> [What needs to be done]: Reproduce all of the material below in full, requests included, and shift every coordinate in the answers by -113. Leave the numbers in the requests and their sample formats unchanged.

> [Given data]:
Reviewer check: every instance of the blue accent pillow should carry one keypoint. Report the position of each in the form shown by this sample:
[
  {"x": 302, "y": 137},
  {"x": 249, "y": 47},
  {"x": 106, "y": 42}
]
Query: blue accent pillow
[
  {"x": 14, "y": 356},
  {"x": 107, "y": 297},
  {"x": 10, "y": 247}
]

> [Result]:
Reviewer check: every instance of the blue accent pillow should carry one keypoint. Report the position of each in the form shown by this sample:
[
  {"x": 302, "y": 137},
  {"x": 249, "y": 47},
  {"x": 106, "y": 42}
]
Query: blue accent pillow
[
  {"x": -99, "y": 243},
  {"x": -6, "y": 184},
  {"x": -103, "y": 134}
]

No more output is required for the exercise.